*Problems and tasks*.
1. According to the summary of the carbohydrate NMR paper, by how much does the model reduce mean absolute error?
2. Reproduce the part of the summary of the carbohydrate NMR paper between "This paper presents" and "spectral analysis techniques.", inclusive.
====== Excerpted passage
Carbohydrate NMR chemical shift predictions using E(3) equivariant graph neural networks

TL;DR

This paper presents a novel E(3) equivariant graph neural network model for predicting carbohydrate NMR spectra, significantly improving accuracy and robustness over traditional methods, with broad implications for spectroscopy and molecular analysis.

Contribution

Introduces an E(3) equivariant graph neural network for NMR prediction that outperforms traditional models, especially with limited data, advancing spectral analysis techniques.

Findings

Achieves up to threefold reduction in mean absolute error.

Performs well even with limited training data.

Potential to accelerate research in biochemistry and pharmaceuticals.
============
====== Entries supplied
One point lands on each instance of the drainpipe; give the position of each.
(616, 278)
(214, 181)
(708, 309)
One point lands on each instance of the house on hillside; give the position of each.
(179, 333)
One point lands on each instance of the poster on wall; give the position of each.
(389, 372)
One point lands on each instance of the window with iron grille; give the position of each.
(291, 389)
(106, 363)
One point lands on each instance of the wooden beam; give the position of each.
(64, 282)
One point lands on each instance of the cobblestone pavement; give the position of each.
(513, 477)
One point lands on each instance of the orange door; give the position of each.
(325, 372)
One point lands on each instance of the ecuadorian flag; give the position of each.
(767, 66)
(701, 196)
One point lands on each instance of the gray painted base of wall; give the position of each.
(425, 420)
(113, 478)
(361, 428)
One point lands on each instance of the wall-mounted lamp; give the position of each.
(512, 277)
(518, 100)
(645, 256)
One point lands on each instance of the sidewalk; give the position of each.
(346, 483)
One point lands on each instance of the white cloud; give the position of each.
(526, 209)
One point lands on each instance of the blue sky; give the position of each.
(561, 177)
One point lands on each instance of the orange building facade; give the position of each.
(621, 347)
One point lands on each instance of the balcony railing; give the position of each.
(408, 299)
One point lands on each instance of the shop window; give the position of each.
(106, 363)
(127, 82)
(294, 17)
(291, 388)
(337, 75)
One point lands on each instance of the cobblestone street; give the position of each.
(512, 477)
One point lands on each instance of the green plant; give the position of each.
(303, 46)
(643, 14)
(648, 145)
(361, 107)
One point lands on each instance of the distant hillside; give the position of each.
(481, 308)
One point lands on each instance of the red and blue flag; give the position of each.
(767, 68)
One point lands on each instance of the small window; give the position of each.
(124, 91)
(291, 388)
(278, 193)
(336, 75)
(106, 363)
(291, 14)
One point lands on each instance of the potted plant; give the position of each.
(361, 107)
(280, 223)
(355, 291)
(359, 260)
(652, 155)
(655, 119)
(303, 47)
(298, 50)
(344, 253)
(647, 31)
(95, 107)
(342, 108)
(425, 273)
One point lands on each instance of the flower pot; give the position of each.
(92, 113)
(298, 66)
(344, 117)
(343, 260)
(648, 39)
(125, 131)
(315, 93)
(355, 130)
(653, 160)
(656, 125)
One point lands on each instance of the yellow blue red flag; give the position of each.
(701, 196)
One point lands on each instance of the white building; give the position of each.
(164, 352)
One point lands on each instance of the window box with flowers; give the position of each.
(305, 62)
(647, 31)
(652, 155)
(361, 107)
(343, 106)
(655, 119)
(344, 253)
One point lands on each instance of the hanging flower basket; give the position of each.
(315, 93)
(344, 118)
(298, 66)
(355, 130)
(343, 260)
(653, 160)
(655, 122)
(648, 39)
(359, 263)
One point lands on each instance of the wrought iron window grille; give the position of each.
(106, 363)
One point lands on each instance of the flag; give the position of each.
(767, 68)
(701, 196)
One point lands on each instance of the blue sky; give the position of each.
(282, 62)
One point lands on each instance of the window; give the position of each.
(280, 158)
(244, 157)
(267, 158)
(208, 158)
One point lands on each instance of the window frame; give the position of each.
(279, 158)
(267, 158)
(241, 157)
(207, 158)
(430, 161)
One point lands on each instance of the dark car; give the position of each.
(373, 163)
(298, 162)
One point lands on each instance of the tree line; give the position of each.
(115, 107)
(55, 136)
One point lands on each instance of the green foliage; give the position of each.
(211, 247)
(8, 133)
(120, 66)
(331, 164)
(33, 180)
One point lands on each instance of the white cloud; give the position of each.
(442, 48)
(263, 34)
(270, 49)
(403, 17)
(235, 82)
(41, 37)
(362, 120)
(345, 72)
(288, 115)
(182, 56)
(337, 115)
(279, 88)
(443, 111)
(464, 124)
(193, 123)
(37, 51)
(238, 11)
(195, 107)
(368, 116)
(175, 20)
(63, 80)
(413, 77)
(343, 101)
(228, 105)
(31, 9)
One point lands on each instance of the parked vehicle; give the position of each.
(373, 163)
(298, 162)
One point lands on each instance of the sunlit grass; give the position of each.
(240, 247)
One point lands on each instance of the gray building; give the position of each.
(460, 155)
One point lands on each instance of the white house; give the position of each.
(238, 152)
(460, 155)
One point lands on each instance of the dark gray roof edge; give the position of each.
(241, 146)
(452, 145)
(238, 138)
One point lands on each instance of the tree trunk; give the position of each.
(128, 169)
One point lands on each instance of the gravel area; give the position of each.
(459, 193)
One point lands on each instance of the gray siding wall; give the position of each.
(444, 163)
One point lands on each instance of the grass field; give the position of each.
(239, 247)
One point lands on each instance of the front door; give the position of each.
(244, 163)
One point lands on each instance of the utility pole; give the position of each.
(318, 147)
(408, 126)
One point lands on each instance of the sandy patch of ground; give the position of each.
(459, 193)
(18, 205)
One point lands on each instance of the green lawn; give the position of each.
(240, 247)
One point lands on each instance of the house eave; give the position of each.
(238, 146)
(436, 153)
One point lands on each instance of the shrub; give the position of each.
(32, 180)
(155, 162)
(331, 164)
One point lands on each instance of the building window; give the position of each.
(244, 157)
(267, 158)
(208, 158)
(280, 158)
============
*Expected outputs*.
1. Up to threefold.

2.
This paper presents a novel E(3) equivariant graph neural network model for predicting carbohydrate NMR spectra, significantly improving accuracy and robustness over traditional methods, with broad implications for spectroscopy and molecular analysis.

Contribution

Introduces an E(3) equivariant graph neural network for NMR prediction that outperforms traditional models, especially with limited data, advancing spectral analysis techniques.